• 任务 A: 根据网页摘录，输入中如果有负号，它只能出现在什么位置？

• 网页摘录:

================

1.题目给出两个分数,求这两个分数的四则运算结果。
2.注意在数字和string转化过程中,需要考虑数字不是只有一位的,如300转为“300”,一开始卡在里这里,
测试用例:
24/8 100/10
24/11 300/11
3.该题用到了欧几里德算法求最小公约数gcd(a,b)
算法如下:
//欧几里德算法求最大公约数gcd,其中a>b
long long gcd(long long a, long long b)
{
return b == 0 ? a : gcd(b, a%b);
}
For two rational numbers, your task is to implement the basic arithmetics, that is, to calculate their sum, difference, product and quotient.
Input Specification:
Each input file contains one test case, which gives in one line the two rational numbers in the format “a1/b1 a2/b2”. The numerators and the denominators are all in the range of long int. If there is a negative sign, it must appear only in front of the numerator. The denominators are guaranteed to be non-zero numbers.

================

• 本题材料:
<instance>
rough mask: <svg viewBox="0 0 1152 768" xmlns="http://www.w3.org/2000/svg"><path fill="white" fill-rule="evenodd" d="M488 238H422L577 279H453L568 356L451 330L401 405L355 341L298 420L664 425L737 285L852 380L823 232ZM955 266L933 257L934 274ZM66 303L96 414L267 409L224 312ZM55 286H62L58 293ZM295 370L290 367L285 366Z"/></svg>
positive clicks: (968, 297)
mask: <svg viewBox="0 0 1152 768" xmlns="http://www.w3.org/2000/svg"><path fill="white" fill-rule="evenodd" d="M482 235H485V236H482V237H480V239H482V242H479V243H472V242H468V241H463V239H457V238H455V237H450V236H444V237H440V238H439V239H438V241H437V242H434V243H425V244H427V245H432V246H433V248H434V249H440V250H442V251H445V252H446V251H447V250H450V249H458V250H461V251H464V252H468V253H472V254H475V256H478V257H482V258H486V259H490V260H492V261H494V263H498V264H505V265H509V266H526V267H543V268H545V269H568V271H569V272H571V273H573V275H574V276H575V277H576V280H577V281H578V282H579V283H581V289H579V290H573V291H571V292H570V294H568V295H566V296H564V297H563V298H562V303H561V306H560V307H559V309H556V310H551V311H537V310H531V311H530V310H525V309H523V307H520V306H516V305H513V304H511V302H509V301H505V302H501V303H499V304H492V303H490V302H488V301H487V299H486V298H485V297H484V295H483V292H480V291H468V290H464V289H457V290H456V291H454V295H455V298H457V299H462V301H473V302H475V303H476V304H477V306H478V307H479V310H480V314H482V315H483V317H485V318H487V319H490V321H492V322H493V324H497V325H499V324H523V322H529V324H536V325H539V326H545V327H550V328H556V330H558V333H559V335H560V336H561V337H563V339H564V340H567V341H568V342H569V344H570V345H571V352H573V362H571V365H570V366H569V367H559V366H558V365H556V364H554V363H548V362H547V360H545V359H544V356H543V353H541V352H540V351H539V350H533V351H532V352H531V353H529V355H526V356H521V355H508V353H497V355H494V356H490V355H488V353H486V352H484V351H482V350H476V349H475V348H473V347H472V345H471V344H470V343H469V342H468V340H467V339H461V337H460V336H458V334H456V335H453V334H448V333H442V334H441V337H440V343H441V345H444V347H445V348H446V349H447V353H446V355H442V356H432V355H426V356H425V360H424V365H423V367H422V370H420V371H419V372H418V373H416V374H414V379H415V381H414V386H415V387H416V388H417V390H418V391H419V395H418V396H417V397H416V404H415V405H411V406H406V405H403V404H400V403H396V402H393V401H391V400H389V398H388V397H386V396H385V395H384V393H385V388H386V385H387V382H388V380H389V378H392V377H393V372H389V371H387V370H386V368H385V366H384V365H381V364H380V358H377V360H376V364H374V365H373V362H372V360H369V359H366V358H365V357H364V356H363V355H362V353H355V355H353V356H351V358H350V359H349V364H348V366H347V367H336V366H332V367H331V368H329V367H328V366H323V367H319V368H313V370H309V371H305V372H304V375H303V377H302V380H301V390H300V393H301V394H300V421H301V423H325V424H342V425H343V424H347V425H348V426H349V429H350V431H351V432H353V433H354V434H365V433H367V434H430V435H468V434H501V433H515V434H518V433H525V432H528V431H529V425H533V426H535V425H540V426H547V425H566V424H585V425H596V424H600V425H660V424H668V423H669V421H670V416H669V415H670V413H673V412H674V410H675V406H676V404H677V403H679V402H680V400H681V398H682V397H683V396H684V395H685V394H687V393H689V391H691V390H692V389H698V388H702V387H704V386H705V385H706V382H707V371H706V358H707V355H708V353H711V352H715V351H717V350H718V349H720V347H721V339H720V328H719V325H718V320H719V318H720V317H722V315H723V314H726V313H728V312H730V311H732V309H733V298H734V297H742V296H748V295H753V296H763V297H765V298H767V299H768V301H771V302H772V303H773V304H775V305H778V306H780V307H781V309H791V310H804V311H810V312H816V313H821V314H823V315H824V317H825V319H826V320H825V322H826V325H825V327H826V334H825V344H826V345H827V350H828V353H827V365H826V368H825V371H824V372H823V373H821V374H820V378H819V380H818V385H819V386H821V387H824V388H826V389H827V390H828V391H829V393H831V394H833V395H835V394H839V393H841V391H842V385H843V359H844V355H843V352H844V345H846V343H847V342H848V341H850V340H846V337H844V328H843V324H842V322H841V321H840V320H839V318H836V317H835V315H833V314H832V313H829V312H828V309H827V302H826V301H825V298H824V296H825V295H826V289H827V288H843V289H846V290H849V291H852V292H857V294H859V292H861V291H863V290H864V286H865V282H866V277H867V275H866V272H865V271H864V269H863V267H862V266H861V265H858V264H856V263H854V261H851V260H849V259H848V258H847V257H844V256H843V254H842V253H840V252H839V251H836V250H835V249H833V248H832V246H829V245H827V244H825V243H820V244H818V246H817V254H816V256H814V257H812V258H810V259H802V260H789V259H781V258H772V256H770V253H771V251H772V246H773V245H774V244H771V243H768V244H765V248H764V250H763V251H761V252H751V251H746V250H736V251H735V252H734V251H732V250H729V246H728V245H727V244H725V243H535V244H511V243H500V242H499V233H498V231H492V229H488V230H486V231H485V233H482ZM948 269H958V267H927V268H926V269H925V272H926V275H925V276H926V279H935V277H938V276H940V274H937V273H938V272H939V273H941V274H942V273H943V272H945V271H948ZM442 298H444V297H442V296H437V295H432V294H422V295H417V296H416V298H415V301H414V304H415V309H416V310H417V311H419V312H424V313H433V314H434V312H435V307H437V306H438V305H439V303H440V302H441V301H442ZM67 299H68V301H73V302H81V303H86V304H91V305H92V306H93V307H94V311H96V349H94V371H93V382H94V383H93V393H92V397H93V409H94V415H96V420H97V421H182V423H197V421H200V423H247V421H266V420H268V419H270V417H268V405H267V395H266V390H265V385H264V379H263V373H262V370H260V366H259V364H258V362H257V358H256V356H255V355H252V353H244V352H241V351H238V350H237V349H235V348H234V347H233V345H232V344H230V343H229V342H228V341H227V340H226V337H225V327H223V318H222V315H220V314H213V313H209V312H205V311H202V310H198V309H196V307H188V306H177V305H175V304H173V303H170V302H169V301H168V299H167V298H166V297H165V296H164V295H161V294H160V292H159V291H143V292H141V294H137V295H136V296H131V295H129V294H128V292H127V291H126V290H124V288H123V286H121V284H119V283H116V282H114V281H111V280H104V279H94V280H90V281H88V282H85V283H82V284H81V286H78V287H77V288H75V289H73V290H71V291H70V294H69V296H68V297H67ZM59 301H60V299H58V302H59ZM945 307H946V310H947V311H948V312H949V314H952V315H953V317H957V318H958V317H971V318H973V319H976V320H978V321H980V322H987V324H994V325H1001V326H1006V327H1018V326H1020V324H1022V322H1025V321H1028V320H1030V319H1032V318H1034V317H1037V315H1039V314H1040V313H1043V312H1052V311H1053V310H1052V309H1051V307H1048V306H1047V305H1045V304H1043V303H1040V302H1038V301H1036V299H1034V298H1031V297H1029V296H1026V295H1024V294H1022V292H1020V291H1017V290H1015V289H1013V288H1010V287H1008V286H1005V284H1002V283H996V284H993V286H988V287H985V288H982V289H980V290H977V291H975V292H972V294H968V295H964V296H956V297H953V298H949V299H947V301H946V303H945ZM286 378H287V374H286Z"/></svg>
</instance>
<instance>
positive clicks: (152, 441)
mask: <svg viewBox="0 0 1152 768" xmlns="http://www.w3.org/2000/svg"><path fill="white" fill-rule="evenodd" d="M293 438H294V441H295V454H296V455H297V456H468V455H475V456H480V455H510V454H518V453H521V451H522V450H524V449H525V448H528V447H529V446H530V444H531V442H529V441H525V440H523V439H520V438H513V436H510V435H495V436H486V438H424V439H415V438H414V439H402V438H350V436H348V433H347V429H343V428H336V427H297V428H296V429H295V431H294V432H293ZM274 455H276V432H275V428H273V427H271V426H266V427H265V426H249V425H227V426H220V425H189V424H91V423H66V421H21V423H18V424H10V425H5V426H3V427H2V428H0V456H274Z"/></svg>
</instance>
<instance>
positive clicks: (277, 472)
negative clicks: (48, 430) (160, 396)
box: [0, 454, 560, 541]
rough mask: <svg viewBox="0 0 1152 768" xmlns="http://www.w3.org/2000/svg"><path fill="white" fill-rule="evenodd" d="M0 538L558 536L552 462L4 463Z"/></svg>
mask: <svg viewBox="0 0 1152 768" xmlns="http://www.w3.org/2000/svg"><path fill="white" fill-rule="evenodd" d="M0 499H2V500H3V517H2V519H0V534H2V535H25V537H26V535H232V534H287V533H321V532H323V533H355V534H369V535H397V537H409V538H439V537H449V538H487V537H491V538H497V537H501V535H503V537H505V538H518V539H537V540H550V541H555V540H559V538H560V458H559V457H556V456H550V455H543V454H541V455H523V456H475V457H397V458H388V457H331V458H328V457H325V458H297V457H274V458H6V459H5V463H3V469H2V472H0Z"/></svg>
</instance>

================

• 任务 B: 请从数据行的第一行开始，一直到含有“positive clicks: (968, 297)”的那一行为止（含首尾两行），逐字重打这些行。

• 作答栏 A: 负号只能出现在分子前面。

• 作答栏 B:
<instance>
rough mask: <svg viewBox="0 0 1152 768" xmlns="http://www.w3.org/2000/svg"><path fill="white" fill-rule="evenodd" d="M488 238H422L577 279H453L568 356L451 330L401 405L355 341L298 420L664 425L737 285L852 380L823 232ZM955 266L933 257L934 274ZM66 303L96 414L267 409L224 312ZM55 286H62L58 293ZM295 370L290 367L285 366Z"/></svg>
positive clicks: (968, 297)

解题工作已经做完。